### Reading text

TOP SECRET Motor Control
by Darren Ashby

Lately I’ve been a lot of talk and no app (happens to the best engineers when they go PHM¹). So, I thought I should get back to my engineering roots a little. I recently discovered a need for a precise motor control, one that could set a specific level as well as modulate the output. I thought, hey, this would make a great little project. Something fun that would stretch my design muscles.

Before I go further, I must let you know that this device is TOP SECRET. I cannot reveal its purpose. You may guess all you want, but don’t ask me to tell you 'cause I won’t. If you wonder why I can’t tell you, remember a little hype never hurt anyone.

The device I have in mind sounded like a great application of the Atmel Tiny15, a really neat little chip with a lot of bang for your buck. I figured some of you out there might have your own secret use for it. You can get the tiny programmer, the STK100, at Digikey if they have any in. Last I checked, there were 0 in stock. The programmer is cheap enough for a poor man like me to own. I guess you’ll have to ask your local rep, or try going to Atmel for a sample. I got some from Thorsen Rocky Mountain in SLC.

The Skinny on The Tiny

First of all, it has an internal oscillator, no need to find room for, or deal with, a crystal. It maximizes the output pins too—nice when all you have are 8 pins.

It also has a PWM output, perfect for DC brush motor control. And lest you think it a wimp, the PWM supports up to 150-Khz PWM frequency, not bad for an internal oscillator!

Now top it off with not one or two, but FOUR, ADC inputs including a differential input to the ADC. If that isn’t enough, you can have a comparator too, if you care for one when you already have a 10-bit ADC.

Oh, by the way, did I tell you that any of the inputs could be basic I/O too? Talk about your multiple configurations!

And yet one more thing, the program memory is flash, so your prototype involves just one chip till you're done. Gone are the days of, "Oops, I shouldn’t have burned that code!" When you start hooking up bigger motors you also discover that it is nice not risking your computer by hooking your emulator up to a motor. It’s even in-circuit programmable.

### Dataset excerpts
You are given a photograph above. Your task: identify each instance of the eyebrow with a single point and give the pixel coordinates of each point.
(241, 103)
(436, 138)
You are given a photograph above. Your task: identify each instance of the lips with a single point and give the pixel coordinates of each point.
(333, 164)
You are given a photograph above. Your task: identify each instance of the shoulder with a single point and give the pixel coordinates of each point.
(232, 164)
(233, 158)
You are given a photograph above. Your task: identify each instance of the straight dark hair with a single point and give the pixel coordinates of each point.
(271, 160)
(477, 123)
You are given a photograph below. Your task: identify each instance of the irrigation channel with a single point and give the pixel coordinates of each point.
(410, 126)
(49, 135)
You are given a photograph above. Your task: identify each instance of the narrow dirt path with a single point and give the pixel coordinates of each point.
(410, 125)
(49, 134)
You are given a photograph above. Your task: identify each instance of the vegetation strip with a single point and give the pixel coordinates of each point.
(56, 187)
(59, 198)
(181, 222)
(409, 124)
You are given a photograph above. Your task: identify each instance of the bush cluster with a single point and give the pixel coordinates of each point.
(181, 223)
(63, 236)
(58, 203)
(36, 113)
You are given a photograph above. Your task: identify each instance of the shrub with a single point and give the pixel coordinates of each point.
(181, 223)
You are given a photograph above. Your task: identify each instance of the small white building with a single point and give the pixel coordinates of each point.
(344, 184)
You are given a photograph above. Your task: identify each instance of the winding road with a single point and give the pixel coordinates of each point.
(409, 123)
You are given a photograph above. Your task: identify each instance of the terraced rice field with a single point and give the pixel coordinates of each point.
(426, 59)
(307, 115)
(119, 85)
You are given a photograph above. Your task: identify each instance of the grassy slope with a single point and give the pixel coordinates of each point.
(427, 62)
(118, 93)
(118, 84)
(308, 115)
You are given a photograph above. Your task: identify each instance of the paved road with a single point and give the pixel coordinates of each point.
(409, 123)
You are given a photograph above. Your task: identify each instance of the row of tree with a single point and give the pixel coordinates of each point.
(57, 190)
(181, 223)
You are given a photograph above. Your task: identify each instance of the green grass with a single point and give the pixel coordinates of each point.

### Brief A
In the motor control article, how many ADC inputs does the Tiny15 have?
### Brief B
Proceed with the motor control article, picking up after its last sentence.

### Answer A
Four, including a differential input.

### Answer B
To sum it up, I’d say it’s kinda like an op-amp with some brains. Maybe it’s the "Bob Pease" in me, but you’ll realize how great a compliment that is if you read some of my op-amp articles. I tell you, the specs on this chip rock! The first time I saw it, I thought this would be perfect for a motor control. Its only detriment is that it has 6 pins of I/O, but that’s the hazards of such a small package. Besides, you can configure the various pins depending on the function you require. How many times have you had a control project where you thought, If I had just a tiny (no pun intended²) little micro here, it could handle all this work for me without going to the trouble of a bunch of circuit design or redesign?"

Back to the Project

As I said, I wanted a digital motor control that I could increment in small discrete steps, and would output the desired voltage and even add a little modulation.

The output was easy. I tied a transistor to the PWM output. Now I could handle the motor I wanted to turn. The inputs took a little more thought though. Here is the heart of the control.

Figure 1: Device Control Schematic

First I thought I might take advantage of the differential ADC inputs to monitor the voltage across the motor. On a DC brush motor, controlling the voltage is important, as the speed is directly proportional to the voltage applied³. As the motor is loaded, the voltage across the motor will change (depending on the output impedance of your device); however, in this case the load does not vary much. So I figured I could save the pins and use them for something else.

I wanted to do a couple of modulation schemes on the output of my tiny little control, including steady state, sine wave, pulse, saw tooth, and a few other treats. But one thing they all have in common is a need to vary the output voltage as well, at a given modulation frequency. So I figure I'll need at least two controls and a mode button. "Hey" I thought, "here is a perfect chance to use those ADC inputs." I’ll just hook up a pot for each control. But I rejected that option. I could do the whole project with some op-amp and a bunch of resistors if that were the case. And I did this project to understand the Tiny 15, so I ought to use its capabilities a little better. Besides, I wanted precise digital control, and you get that with buttons.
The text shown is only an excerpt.